● **What you have to do**
Each line of the listing below must be returned exactly.

● **Data section**
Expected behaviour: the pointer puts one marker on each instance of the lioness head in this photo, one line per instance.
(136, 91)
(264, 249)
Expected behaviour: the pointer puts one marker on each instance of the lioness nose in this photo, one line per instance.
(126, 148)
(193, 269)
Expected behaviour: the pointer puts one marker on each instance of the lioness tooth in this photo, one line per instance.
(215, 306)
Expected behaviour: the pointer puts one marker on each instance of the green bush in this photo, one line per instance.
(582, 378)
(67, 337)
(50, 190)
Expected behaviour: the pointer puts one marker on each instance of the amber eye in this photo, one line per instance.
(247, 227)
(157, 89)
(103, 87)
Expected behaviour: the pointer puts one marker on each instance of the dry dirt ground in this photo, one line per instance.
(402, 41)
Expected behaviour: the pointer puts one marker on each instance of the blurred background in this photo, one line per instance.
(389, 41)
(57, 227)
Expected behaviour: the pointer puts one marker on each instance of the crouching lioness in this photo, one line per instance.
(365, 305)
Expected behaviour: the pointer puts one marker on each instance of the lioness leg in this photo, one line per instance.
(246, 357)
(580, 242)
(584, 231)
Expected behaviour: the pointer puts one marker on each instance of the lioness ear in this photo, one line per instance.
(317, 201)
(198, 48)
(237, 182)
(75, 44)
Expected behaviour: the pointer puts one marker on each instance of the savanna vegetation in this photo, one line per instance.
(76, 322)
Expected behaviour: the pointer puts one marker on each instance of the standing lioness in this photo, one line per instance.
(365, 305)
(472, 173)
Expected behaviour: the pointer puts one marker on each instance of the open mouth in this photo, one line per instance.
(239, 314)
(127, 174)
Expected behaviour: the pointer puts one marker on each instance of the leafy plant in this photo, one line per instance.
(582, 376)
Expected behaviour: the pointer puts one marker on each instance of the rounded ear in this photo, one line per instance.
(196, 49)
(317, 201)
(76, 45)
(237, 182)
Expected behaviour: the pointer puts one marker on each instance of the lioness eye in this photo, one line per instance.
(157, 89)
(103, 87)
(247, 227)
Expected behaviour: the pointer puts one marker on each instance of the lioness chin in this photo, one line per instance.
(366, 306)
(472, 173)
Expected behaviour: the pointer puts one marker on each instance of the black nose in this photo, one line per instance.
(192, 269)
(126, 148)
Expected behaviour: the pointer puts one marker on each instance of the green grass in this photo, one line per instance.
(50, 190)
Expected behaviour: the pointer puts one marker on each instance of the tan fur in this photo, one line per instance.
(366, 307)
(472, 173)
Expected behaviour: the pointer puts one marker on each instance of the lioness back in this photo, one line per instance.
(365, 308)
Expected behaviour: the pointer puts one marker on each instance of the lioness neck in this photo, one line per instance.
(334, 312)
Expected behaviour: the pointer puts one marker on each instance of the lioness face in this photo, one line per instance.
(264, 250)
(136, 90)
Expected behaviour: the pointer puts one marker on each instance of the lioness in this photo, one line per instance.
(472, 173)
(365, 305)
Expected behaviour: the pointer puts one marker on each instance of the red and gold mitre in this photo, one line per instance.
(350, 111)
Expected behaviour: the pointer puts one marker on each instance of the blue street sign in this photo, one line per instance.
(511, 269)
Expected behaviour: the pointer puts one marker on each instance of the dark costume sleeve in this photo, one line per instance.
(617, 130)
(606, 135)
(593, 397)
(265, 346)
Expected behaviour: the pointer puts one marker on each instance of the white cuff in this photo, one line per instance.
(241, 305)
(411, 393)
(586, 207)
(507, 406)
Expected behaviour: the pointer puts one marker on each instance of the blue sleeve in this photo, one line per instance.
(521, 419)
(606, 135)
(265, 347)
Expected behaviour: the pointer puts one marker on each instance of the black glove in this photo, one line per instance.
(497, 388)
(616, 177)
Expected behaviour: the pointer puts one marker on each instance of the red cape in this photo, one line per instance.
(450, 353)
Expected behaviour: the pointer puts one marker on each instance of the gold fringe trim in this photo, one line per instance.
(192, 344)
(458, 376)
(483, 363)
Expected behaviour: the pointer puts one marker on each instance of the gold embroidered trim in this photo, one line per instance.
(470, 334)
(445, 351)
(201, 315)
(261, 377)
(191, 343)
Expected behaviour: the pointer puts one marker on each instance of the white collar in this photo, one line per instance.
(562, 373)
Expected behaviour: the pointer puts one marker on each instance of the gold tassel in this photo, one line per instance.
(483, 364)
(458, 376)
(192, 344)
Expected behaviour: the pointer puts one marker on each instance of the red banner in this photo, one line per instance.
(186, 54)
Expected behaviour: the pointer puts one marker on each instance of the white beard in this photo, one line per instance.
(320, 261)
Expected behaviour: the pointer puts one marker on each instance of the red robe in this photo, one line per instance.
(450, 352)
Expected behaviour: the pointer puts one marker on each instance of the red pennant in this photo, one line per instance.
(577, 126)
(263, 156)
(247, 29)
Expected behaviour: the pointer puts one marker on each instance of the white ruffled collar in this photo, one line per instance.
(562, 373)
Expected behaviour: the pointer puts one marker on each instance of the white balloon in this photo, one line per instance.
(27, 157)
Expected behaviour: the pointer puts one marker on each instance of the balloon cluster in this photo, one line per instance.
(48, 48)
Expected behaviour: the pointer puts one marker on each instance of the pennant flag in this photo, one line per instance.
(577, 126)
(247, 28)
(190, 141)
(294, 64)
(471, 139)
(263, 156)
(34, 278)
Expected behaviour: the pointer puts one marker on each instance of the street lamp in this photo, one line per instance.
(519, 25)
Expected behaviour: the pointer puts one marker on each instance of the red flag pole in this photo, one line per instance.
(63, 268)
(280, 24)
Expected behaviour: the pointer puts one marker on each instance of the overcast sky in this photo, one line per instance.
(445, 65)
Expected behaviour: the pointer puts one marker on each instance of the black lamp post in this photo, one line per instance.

● **Output of the task**
Expected behaviour: the pointer puts one marker on each instance of the lioness head in this photo, one line per instance.
(136, 91)
(264, 249)
Expected behaviour: the pointer puts one marker on each instance of the lioness nose in this photo, one line per instance.
(126, 148)
(193, 269)
Expected behaviour: the pointer puts one marker on each instance of the lioness tooth in this photo, one line per instance.
(215, 306)
Expected behaviour: the pointer puts one marker on each instance of the green bush in this photo, one line per instance.
(582, 378)
(67, 337)
(50, 190)
Expected behaviour: the pointer puts one marker on each instance of the amber eye in this photo, one line per instance.
(247, 227)
(157, 89)
(103, 87)
Expected behaviour: the pointer puts one marker on each instance of the dry dirt ground in this photo, one line per instance.
(402, 41)
Expected behaviour: the pointer puts one marker on each instance of the blurred background in this photo, one line per instance.
(389, 41)
(57, 227)
Expected behaviour: the pointer puts one marker on each instance of the crouching lioness in this photo, one line per instance.
(365, 305)
Expected behaviour: the pointer puts one marker on each instance of the lioness leg in this photo, one line per instance.
(246, 357)
(580, 242)
(584, 231)
Expected behaviour: the pointer puts one marker on each instance of the lioness ear in this photo, one line per instance.
(317, 201)
(198, 48)
(237, 182)
(75, 44)
Expected behaviour: the pointer puts one marker on each instance of the savanna vegetation in this photo, one line per instance.
(76, 322)
Expected behaviour: the pointer puts one marker on each instance of the standing lioness in this photo, one line per instance.
(365, 305)
(472, 173)
Expected behaviour: the pointer puts one marker on each instance of the open mouth in this photo, one line per instance.
(239, 314)
(127, 174)
Expected behaviour: the pointer puts one marker on each instance of the leafy plant in this photo, one line per instance.
(582, 376)
Expected behaviour: the pointer puts one marker on each instance of the rounded ear in this photo, one line per instance.
(196, 49)
(317, 201)
(76, 45)
(237, 182)
Expected behaviour: the pointer puts one marker on each instance of the lioness eye in this photo, one line per instance.
(157, 89)
(103, 87)
(247, 227)
Expected behaviour: the pointer puts one marker on each instance of the lioness chin in this photo, one line per instance.
(366, 306)
(472, 173)
Expected behaviour: the pointer puts one marker on each instance of the black nose in this photo, one line per instance.
(192, 269)
(126, 148)
Expected behaviour: the pointer puts one marker on each instance of the green grass in this photo, one line per instance.
(50, 190)
Expected behaviour: the pointer puts one marker on each instance of the tan fur in this photo, one line per instance.
(366, 307)
(472, 173)
Expected behaviour: the pointer puts one marker on each instance of the lioness back in this photo, one line per instance.
(365, 308)
Expected behaviour: the pointer puts one marker on each instance of the lioness neck in this photo, one line per instance.
(334, 312)
Expected behaviour: the pointer puts one marker on each instance of the lioness face in this photo, one line per instance.
(264, 250)
(136, 90)
Expected behaviour: the pointer puts one marker on each instance of the lioness in this photo, one line per instance.
(472, 173)
(365, 305)
Expected behaviour: the pointer puts one marker on each instance of the red and gold mitre in this photo, one line per instance.
(350, 111)
Expected behaviour: the pointer puts one marker on each instance of the blue street sign in this photo, one line per instance.
(511, 269)
Expected behaviour: the pointer puts one marker on each instance of the dark costume sleeve in this photo, one line per instance.
(617, 130)
(606, 135)
(593, 397)
(265, 346)
Expected behaviour: the pointer puts one marker on each instance of the white cuff in this photo, one line per instance.
(241, 305)
(411, 393)
(586, 207)
(507, 406)
Expected behaviour: the pointer puts one marker on each instance of the blue sleeve in this photo, one line per instance.
(521, 419)
(606, 135)
(265, 347)
Expected behaviour: the pointer puts one marker on each instance of the black glove in this photo, one line per instance.
(497, 388)
(616, 177)
Expected behaviour: the pointer puts one marker on each instance of the red cape in this photo, one line per instance.
(450, 353)
Expected behaviour: the pointer puts one marker on each instance of the gold fringe trim in this photo, one line per instance.
(192, 344)
(458, 376)
(483, 363)
Expected behaviour: the pointer puts one marker on each instance of the gold embroidered trim in this photo, one line per instance.
(470, 334)
(445, 351)
(201, 315)
(261, 377)
(191, 343)
Expected behaviour: the pointer puts one marker on each instance of the white collar in this photo, one line per instance.
(562, 373)
Expected behaviour: the pointer puts one marker on each instance of the gold tassel in this photo, one line per instance.
(483, 364)
(458, 376)
(192, 344)
Expected behaviour: the pointer puts one marker on each instance of the red banner in this photo, one line per instance.
(186, 54)
Expected behaviour: the pointer puts one marker on each instance of the white beard in this photo, one line per instance.
(320, 261)
Expected behaviour: the pointer puts one marker on each instance of the red robe in this photo, one line per instance.
(450, 352)
Expected behaviour: the pointer puts one marker on each instance of the red pennant in this photo, one line per instance.
(577, 126)
(263, 156)
(247, 29)
Expected behaviour: the pointer puts one marker on each instance of the white ruffled collar in this photo, one line per instance.
(562, 373)
Expected behaviour: the pointer puts one marker on each instance of the white balloon in this photo, one line per instance.
(27, 157)
Expected behaviour: the pointer puts one marker on each instance of the balloon cluster in this photo, one line per instance.
(48, 48)
Expected behaviour: the pointer puts one marker on each instance of the pennant flag in this photo, one line per instance.
(577, 126)
(247, 28)
(190, 141)
(294, 64)
(471, 139)
(263, 156)
(34, 278)
Expected behaviour: the pointer puts one marker on each instance of the street lamp in this photo, one line per instance.
(519, 25)
Expected behaviour: the pointer puts one marker on each instance of the red flag pole in this photo, one line per instance.
(63, 268)
(280, 24)
Expected behaviour: the pointer puts one marker on each instance of the overcast sky in this photo, one line per instance.
(445, 65)
Expected behaviour: the pointer puts one marker on each instance of the black lamp post in this photo, one line per instance.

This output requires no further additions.